Reproduce the records below unchanged, starting at the line that contains "of bread rings." and ending at the last line of the records, with both of those lines included.

### AVAILABLE RECORDS ###

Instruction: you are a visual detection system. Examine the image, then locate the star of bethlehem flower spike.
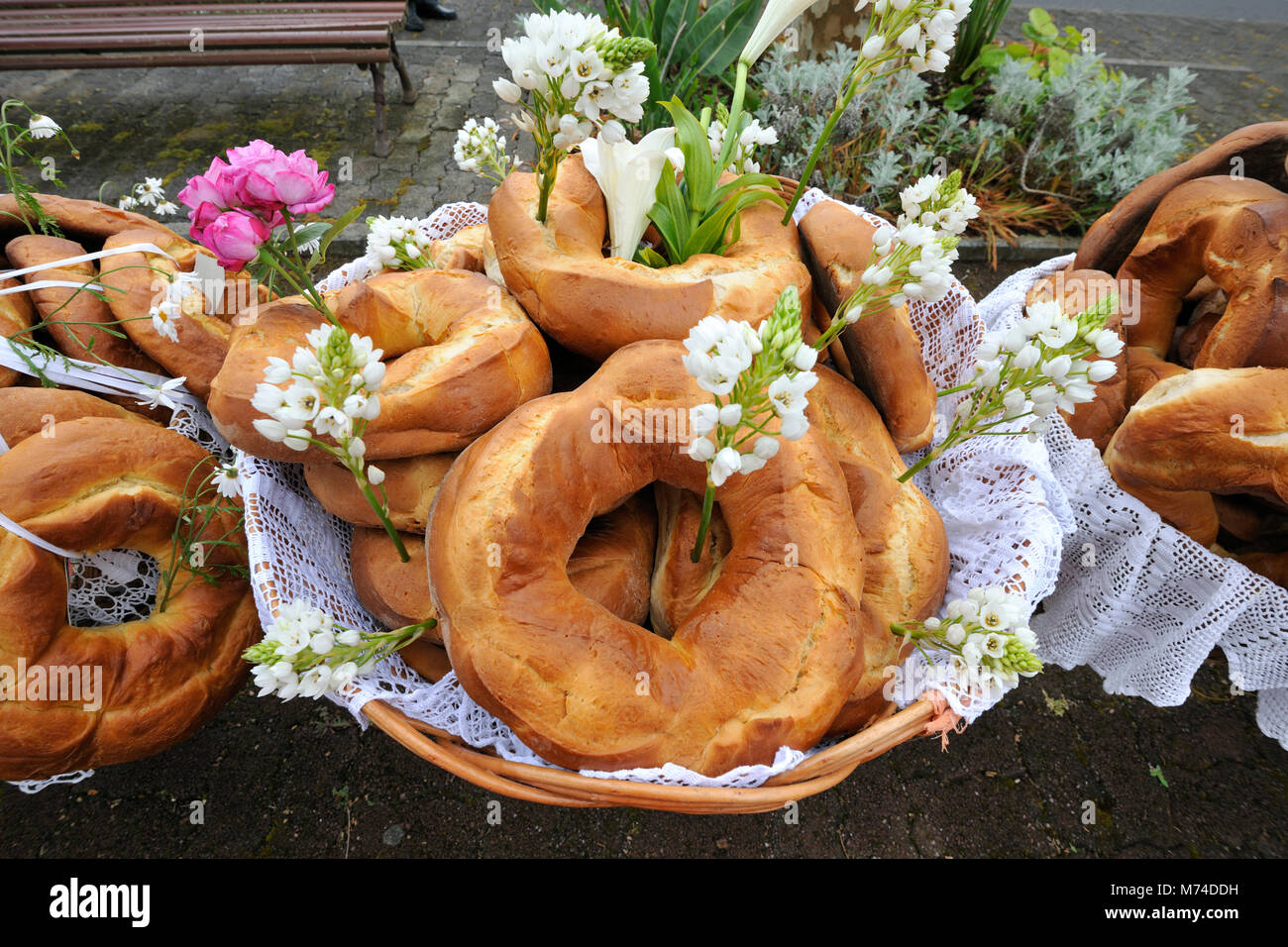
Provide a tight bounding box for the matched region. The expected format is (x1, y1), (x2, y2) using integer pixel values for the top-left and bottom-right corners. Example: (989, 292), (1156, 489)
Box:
(899, 295), (1124, 480)
(252, 323), (409, 562)
(486, 10), (654, 223)
(242, 599), (438, 701)
(890, 586), (1042, 702)
(683, 286), (818, 562)
(366, 217), (434, 273)
(814, 171), (979, 349)
(452, 118), (514, 184)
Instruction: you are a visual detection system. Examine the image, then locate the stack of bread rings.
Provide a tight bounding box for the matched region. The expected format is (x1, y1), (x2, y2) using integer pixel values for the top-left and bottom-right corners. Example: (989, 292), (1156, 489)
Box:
(243, 190), (949, 775)
(1030, 123), (1288, 587)
(0, 388), (259, 780)
(0, 148), (948, 776)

###

SOLUTION TO THE EXERCISE:
Instruction: you are a visual detection system. Examine the image, then locate the stack of bread rings.
Provide a tight bounding box for the matched region. The expected format is (x1, y1), (x2, y2) using integer pixel values for the top-left and bottom-right corners. Example: (989, 292), (1156, 489)
Box:
(243, 190), (949, 775)
(1030, 123), (1288, 587)
(0, 388), (259, 780)
(0, 148), (948, 776)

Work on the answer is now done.